→ ACTION ITEM: Could you rewrite the records from the start through the line containing "box: [168, 459, 271, 553]", inclusive, with "points" in place of each "clicks" and nothing else changed?

[Stored data entries]

------

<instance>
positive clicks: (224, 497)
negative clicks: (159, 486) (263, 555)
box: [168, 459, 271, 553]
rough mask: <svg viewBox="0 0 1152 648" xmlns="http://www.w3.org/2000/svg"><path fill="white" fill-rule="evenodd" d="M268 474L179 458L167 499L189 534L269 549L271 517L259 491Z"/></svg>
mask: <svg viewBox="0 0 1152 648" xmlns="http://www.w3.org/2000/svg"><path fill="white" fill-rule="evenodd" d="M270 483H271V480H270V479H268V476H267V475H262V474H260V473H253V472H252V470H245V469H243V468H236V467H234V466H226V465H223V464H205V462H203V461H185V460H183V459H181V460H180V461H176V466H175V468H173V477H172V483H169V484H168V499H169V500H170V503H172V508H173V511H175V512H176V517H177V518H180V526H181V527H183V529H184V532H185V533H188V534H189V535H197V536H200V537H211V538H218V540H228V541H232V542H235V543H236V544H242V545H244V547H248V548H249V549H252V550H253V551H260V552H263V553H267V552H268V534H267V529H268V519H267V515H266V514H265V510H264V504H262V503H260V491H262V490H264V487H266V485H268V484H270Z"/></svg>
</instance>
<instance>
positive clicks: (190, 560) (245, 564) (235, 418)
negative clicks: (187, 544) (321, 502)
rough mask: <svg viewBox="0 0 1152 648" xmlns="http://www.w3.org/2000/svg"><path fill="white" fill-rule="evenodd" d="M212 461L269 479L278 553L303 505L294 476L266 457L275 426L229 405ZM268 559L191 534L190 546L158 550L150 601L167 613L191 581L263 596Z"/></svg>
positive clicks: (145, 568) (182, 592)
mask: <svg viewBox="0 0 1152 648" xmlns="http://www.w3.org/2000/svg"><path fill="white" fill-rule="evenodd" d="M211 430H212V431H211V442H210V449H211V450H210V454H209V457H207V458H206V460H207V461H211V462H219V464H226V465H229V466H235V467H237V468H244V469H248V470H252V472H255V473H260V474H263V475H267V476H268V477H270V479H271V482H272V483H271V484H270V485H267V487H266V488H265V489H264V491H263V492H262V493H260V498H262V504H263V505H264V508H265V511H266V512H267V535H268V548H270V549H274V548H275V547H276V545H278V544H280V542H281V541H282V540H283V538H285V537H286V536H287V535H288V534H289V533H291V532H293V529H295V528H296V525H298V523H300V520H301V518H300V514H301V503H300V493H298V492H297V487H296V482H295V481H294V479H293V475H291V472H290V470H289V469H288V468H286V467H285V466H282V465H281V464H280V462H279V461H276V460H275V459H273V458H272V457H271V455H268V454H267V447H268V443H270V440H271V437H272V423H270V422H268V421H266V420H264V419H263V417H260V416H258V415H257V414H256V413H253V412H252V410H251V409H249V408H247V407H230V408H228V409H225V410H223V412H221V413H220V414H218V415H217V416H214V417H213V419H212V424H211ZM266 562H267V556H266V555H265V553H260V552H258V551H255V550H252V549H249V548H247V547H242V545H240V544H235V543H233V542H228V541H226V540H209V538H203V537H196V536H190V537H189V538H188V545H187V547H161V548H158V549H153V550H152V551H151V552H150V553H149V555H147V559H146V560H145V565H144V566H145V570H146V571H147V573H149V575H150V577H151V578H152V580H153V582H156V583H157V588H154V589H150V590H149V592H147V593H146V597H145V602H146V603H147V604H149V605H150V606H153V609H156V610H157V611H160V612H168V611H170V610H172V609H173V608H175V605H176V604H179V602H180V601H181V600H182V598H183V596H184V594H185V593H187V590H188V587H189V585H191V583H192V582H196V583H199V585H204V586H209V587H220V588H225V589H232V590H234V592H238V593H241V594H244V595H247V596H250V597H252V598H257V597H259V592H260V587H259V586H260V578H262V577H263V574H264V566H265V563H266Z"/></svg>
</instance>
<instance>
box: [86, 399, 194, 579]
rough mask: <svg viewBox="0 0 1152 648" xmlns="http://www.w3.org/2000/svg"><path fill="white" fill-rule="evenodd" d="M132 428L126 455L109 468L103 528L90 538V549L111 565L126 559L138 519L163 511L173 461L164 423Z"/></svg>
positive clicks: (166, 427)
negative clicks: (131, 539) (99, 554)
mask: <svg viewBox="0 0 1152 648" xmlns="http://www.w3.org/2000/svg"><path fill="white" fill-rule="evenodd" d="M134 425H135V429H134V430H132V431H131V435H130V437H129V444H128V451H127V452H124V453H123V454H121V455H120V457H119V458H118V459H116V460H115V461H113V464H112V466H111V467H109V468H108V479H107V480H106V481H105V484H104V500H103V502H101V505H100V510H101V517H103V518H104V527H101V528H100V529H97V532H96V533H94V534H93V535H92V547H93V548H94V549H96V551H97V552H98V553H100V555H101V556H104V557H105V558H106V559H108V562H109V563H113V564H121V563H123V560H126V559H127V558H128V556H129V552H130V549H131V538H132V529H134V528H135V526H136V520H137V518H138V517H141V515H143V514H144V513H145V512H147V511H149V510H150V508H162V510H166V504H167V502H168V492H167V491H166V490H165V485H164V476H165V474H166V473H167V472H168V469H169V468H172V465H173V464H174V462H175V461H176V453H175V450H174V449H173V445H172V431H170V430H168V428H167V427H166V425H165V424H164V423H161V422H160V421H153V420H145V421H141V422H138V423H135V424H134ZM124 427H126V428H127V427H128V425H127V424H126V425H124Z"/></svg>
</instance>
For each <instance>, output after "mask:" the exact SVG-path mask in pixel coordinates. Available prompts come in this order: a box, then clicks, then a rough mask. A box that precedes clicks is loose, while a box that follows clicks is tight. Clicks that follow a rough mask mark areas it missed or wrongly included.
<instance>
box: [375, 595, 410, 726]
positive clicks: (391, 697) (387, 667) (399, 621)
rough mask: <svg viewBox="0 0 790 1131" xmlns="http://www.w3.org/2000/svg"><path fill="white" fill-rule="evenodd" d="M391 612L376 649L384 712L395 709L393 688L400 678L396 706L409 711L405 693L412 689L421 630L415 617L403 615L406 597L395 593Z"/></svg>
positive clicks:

------

→ RESULT OF THIS EXERCISE:
<instance>
positive points: (224, 497)
negative points: (159, 486) (263, 555)
box: [168, 459, 271, 553]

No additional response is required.